>>>>

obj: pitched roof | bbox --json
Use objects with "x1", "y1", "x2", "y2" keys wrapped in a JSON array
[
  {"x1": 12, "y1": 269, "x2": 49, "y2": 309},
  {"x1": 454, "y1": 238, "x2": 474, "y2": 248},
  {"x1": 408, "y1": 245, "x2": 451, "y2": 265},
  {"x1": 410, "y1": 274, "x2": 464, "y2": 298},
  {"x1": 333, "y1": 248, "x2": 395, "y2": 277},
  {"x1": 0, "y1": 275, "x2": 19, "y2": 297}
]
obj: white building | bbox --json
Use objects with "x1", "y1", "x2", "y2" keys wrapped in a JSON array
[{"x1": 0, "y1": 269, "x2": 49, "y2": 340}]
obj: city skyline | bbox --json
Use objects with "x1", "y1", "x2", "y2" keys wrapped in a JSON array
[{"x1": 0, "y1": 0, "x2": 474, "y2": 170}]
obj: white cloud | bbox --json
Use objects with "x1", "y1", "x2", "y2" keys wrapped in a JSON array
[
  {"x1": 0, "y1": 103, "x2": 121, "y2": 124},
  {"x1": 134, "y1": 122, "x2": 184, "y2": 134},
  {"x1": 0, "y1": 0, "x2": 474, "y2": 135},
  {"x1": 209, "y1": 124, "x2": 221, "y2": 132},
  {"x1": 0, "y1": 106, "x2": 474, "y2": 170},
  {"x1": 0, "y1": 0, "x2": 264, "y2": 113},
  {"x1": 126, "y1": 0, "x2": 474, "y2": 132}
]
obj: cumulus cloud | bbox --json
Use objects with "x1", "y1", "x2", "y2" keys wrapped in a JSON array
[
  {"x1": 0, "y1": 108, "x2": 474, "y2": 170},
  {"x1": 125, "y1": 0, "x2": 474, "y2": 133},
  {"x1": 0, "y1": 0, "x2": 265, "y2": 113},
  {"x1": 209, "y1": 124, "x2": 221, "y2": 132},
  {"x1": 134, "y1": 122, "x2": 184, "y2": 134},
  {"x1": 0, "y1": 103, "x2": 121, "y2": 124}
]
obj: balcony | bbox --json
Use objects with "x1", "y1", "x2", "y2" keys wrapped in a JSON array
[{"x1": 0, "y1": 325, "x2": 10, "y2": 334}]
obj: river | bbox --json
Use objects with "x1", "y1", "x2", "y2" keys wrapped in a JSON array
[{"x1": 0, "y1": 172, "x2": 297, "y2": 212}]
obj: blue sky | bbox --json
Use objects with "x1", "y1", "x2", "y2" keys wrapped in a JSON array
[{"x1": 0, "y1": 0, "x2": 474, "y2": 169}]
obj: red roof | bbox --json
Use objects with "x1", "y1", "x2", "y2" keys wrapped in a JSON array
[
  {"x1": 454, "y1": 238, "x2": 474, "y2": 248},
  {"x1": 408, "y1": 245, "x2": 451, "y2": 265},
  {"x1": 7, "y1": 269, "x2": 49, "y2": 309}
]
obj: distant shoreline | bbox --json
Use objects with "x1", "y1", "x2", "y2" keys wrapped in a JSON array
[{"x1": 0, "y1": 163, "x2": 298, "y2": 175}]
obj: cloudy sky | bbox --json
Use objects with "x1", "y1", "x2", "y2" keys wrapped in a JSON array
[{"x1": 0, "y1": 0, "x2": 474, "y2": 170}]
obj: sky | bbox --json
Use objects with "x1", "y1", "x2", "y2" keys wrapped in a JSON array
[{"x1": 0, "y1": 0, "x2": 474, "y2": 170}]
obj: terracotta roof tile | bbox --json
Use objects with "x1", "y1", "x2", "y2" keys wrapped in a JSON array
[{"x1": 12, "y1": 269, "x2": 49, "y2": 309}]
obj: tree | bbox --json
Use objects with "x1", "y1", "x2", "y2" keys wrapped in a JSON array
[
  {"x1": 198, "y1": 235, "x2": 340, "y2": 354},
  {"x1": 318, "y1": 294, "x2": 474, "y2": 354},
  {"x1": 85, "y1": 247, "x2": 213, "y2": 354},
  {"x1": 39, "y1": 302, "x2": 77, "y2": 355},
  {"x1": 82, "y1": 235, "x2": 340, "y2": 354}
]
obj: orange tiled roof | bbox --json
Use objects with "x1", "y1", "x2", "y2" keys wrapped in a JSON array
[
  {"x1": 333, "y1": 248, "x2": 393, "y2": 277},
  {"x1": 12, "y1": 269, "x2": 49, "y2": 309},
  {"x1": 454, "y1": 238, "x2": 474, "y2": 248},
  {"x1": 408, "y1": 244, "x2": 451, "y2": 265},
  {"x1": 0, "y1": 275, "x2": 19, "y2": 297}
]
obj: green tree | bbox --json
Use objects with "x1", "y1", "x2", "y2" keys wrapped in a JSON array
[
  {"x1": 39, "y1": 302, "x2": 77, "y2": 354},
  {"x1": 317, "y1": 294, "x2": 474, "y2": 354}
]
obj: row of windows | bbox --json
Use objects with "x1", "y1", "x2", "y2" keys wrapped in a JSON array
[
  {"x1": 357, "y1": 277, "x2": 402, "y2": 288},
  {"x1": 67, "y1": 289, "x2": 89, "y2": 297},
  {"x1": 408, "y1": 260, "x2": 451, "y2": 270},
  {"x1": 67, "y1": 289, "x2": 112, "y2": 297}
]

<<<<

▶ [問題] 上の記録を最初から最後まで、一字も変えずに書き写してください。

▶ [出力結果]
obj: pitched roof | bbox --json
Use objects with "x1", "y1", "x2", "y2" keys wrapped in a JSON array
[
  {"x1": 12, "y1": 269, "x2": 49, "y2": 309},
  {"x1": 454, "y1": 238, "x2": 474, "y2": 248},
  {"x1": 408, "y1": 245, "x2": 451, "y2": 265},
  {"x1": 410, "y1": 274, "x2": 464, "y2": 298},
  {"x1": 333, "y1": 248, "x2": 395, "y2": 277},
  {"x1": 0, "y1": 275, "x2": 19, "y2": 297}
]
obj: white building | bbox --json
Use objects with "x1", "y1", "x2", "y2" keys wrapped in a JSON array
[{"x1": 0, "y1": 269, "x2": 49, "y2": 340}]
obj: city skyline | bbox --json
Use objects with "x1", "y1", "x2", "y2" keys wrapped in a JSON array
[{"x1": 0, "y1": 0, "x2": 474, "y2": 170}]
obj: white cloud | bbox --json
Use objects with "x1", "y1", "x2", "y2" keys wrapped in a JSON array
[
  {"x1": 0, "y1": 103, "x2": 121, "y2": 124},
  {"x1": 134, "y1": 122, "x2": 184, "y2": 134},
  {"x1": 0, "y1": 0, "x2": 474, "y2": 135},
  {"x1": 209, "y1": 124, "x2": 221, "y2": 132},
  {"x1": 0, "y1": 106, "x2": 474, "y2": 170},
  {"x1": 0, "y1": 0, "x2": 264, "y2": 113},
  {"x1": 126, "y1": 0, "x2": 474, "y2": 132}
]
obj: cumulus cloud | bbox --json
Use objects with "x1", "y1", "x2", "y2" keys wrapped in a JSON array
[
  {"x1": 0, "y1": 108, "x2": 474, "y2": 170},
  {"x1": 125, "y1": 0, "x2": 474, "y2": 133},
  {"x1": 0, "y1": 0, "x2": 265, "y2": 113},
  {"x1": 209, "y1": 124, "x2": 221, "y2": 132},
  {"x1": 134, "y1": 122, "x2": 184, "y2": 134},
  {"x1": 0, "y1": 103, "x2": 121, "y2": 124}
]
obj: balcony | bbox --json
Use objects with "x1", "y1", "x2", "y2" keys wrapped in a JSON array
[{"x1": 0, "y1": 325, "x2": 10, "y2": 334}]
obj: river | bbox --json
Use objects with "x1", "y1", "x2", "y2" keys wrapped in a JSON array
[{"x1": 0, "y1": 172, "x2": 297, "y2": 212}]
obj: blue sky | bbox --json
Use objects with "x1", "y1", "x2", "y2" keys wrapped in a JSON array
[{"x1": 0, "y1": 0, "x2": 474, "y2": 169}]
obj: red roof | bbox --json
Use objects with "x1", "y1", "x2", "y2" keys wrapped in a JSON array
[
  {"x1": 454, "y1": 238, "x2": 474, "y2": 248},
  {"x1": 408, "y1": 245, "x2": 451, "y2": 265},
  {"x1": 7, "y1": 269, "x2": 49, "y2": 309}
]
obj: distant shoreline | bbox --json
Use objects with "x1", "y1", "x2", "y2" keys wrapped in a JSON array
[{"x1": 0, "y1": 163, "x2": 298, "y2": 175}]
obj: cloudy sky | bbox --json
Use objects with "x1", "y1", "x2", "y2" keys wrapped in a JSON array
[{"x1": 0, "y1": 0, "x2": 474, "y2": 170}]
obj: sky | bbox --json
Use objects with "x1", "y1", "x2", "y2" keys wrapped in a JSON array
[{"x1": 0, "y1": 0, "x2": 474, "y2": 170}]
obj: terracotta roof tile | bbox --json
Use objects with "x1", "y1", "x2", "y2" keys wrapped in a JSON array
[{"x1": 12, "y1": 269, "x2": 49, "y2": 309}]
obj: tree | bbox --json
Use objects with "x1", "y1", "x2", "y2" keys wrapped in a JSON array
[
  {"x1": 198, "y1": 235, "x2": 340, "y2": 354},
  {"x1": 318, "y1": 294, "x2": 474, "y2": 354},
  {"x1": 85, "y1": 247, "x2": 213, "y2": 354},
  {"x1": 39, "y1": 302, "x2": 77, "y2": 355},
  {"x1": 82, "y1": 235, "x2": 340, "y2": 354}
]
obj: orange tiled roof | bbox --json
Use objects with "x1", "y1", "x2", "y2" keys wrapped in a JSON array
[
  {"x1": 333, "y1": 248, "x2": 393, "y2": 277},
  {"x1": 12, "y1": 269, "x2": 49, "y2": 309},
  {"x1": 454, "y1": 238, "x2": 474, "y2": 248},
  {"x1": 408, "y1": 244, "x2": 451, "y2": 265},
  {"x1": 0, "y1": 275, "x2": 19, "y2": 297}
]
obj: green tree | bbox --json
Use objects with "x1", "y1", "x2", "y2" keys wrapped in a JSON array
[
  {"x1": 39, "y1": 302, "x2": 77, "y2": 354},
  {"x1": 317, "y1": 294, "x2": 474, "y2": 354}
]
obj: row of windows | bbox --json
Use objects with "x1", "y1", "x2", "y2" keys wrapped in a JSON array
[
  {"x1": 357, "y1": 277, "x2": 402, "y2": 288},
  {"x1": 67, "y1": 289, "x2": 89, "y2": 297},
  {"x1": 408, "y1": 260, "x2": 451, "y2": 270},
  {"x1": 67, "y1": 289, "x2": 112, "y2": 297}
]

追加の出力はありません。